▶ [Problem set]:
**a)** Summarize the OmniRec API reference excerpt in two sentences.
**b)** According to the OmniRec API reference excerpt, what happens when `run_omnirec` is called without a `slurm_script`?

▶ [Extract to read]:
# # # # #

Updates the configuration for an existing algorithm in the experiment plan.

Parameters:

Name	Type	Description	Default
`algorithm_name`	`str`	The name of the algorithm to update.	required
`algorithm_config`	`AlgorithmConfig`	The new configuration for the algorithm.	required

Source code in src\omnirec\runner\plan.py

def update_algorithm(self, algorithm_name: str, algorithm_config: AlgorithmConfig):
    """Updates the configuration for an existing algorithm in the experiment plan.

    Args:
        algorithm_name (str): The name of the algorithm to update.
        algorithm_config (AlgorithmConfig): The new configuration for the algorithm.
    """
    if algorithm_name not in self._config:
        self._config[algorithm_name] = algorithm_config
    else:
        self._config[algorithm_name].update(algorithm_config)

Runner Function

`omnirec.util.run.run_omnirec(datasets: RecSysDataSet[T] | Iterable[RecSysDataSet[T]], plan: ExperimentPlan, evaluator: Evaluator, slurm_script: Optional[PathLike | str] = None)`

Run the OmniRec framework with the specified datasets, experiment plan, and evaluator.

Parameters:

Name	Type	Description	Default
`datasets`	`RecSysDataSet[T] \| Iterable[RecSysDataSet[T]]`	The dataset(s) to use for the experiment.	required
`plan`	`ExperimentPlan`	The experiment plan to follow.	required
`evaluator`	`Evaluator`	The evaluator to use for the experiment.	required
`slurm_script`	`Optional[PathLike \| str]`	Path to a SLURM script used to schedule experiments on an HPC cluster. If not provided, the experiments are run locally in normal mode.	`None`

Source code in src\omnirec\util\run.py

def run_omnirec(
    datasets: RecSysDataSet[T] | Iterable[RecSysDataSet[T]],
    plan: ExperimentPlan,
    evaluator: Evaluator,  # TODO: Make optional
    slurm_script: Optional[PathLike | str] = None
):
    """Run the OmniRec framework with the specified datasets, experiment plan, and evaluator.

# # # # #

▶ [Records shown]:

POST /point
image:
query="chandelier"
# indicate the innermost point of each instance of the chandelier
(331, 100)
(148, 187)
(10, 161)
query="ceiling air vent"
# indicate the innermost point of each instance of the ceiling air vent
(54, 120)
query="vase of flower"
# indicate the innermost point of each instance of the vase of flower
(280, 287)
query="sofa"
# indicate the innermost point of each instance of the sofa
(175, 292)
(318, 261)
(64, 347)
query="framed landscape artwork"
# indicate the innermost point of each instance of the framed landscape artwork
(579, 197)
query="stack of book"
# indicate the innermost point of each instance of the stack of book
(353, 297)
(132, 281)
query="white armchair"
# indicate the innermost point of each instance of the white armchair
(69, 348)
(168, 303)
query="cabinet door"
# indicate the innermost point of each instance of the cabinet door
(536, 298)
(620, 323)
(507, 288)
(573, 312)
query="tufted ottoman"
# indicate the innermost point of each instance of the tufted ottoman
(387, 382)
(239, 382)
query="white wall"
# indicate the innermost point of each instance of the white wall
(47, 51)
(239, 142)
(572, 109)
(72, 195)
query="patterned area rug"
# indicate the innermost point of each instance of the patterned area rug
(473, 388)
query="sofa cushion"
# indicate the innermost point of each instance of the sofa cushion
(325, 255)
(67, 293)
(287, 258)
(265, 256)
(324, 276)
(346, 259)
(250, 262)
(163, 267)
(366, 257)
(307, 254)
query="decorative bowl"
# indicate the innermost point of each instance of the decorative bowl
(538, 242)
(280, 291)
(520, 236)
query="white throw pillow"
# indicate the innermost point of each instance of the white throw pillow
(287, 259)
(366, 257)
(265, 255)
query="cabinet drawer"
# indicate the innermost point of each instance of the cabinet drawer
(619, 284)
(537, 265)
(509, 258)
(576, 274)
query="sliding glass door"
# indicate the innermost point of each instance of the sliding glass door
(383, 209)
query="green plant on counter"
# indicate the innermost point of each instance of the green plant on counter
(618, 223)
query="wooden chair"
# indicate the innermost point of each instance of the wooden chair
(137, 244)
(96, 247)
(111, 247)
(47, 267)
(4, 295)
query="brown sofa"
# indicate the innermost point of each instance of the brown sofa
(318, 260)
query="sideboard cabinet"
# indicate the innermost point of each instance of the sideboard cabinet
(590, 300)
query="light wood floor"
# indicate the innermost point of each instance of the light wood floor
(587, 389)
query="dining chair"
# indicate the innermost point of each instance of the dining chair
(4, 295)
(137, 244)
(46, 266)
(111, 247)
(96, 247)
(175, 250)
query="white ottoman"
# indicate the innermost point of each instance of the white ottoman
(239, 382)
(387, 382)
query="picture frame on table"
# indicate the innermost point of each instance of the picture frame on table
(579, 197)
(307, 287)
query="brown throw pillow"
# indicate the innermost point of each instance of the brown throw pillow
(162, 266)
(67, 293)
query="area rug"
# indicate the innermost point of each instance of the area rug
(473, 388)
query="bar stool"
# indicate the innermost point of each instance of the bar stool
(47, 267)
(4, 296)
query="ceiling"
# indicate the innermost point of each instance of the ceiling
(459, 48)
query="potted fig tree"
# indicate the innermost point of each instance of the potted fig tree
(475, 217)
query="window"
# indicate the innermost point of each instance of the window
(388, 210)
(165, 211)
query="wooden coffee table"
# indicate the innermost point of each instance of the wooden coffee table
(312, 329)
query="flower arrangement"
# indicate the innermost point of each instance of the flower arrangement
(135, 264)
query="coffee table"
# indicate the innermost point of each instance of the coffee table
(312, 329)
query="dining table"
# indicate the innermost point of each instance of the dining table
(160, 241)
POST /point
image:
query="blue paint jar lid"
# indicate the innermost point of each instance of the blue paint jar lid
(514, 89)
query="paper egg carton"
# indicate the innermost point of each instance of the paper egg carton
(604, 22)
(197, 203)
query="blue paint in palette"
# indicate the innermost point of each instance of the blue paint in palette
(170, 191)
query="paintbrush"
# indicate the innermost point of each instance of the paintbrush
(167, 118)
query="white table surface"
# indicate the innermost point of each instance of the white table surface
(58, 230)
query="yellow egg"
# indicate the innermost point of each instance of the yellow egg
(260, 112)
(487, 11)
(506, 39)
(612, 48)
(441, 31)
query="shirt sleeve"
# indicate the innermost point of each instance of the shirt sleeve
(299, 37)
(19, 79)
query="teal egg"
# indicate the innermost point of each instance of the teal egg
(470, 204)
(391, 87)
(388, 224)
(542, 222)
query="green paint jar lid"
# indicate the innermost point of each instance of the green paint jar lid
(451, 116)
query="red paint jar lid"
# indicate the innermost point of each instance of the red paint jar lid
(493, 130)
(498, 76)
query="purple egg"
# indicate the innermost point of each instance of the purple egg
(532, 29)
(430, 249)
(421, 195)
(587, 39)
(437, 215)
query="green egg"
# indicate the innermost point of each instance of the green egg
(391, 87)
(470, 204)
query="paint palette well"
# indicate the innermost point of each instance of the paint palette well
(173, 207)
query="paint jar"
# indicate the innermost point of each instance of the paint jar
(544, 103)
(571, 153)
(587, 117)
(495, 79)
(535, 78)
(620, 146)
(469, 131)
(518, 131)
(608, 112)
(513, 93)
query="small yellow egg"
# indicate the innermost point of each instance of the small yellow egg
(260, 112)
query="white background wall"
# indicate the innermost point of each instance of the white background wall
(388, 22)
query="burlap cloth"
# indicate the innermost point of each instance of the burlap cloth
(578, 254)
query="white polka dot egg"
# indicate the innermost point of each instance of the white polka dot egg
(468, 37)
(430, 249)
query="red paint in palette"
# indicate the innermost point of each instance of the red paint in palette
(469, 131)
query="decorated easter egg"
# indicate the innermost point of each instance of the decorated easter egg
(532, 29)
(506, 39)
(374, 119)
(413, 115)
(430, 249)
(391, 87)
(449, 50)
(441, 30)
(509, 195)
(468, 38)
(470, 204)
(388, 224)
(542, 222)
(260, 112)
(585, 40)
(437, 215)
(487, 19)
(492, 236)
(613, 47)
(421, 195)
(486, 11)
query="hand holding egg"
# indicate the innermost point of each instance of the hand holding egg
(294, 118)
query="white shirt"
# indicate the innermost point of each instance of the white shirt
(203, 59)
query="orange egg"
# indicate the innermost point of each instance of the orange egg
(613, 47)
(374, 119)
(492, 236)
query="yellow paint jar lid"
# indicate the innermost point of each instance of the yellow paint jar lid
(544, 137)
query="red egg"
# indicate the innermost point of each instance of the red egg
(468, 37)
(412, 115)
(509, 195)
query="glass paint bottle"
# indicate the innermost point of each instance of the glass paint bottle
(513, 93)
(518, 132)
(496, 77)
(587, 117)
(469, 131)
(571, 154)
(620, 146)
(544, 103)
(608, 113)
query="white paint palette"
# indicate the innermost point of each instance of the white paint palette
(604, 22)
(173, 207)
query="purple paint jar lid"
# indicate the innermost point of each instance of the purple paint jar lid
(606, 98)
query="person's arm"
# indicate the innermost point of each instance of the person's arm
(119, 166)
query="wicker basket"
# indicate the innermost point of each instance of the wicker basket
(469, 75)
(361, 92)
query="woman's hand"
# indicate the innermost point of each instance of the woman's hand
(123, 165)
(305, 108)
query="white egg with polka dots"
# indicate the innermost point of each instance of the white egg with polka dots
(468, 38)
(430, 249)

# # # # #

▶ [Responses in order]:
**a)** The excerpt documents `update_algorithm`, which updates the configuration of an existing algorithm in the experiment plan using an algorithm name and a new `AlgorithmConfig`. It also documents `run_omnirec`, which runs the OmniRec framework with the given datasets, experiment plan, and evaluator, and takes an optional SLURM script path for scheduling experiments on an HPC cluster.

**b)** The experiments are run locally in normal mode.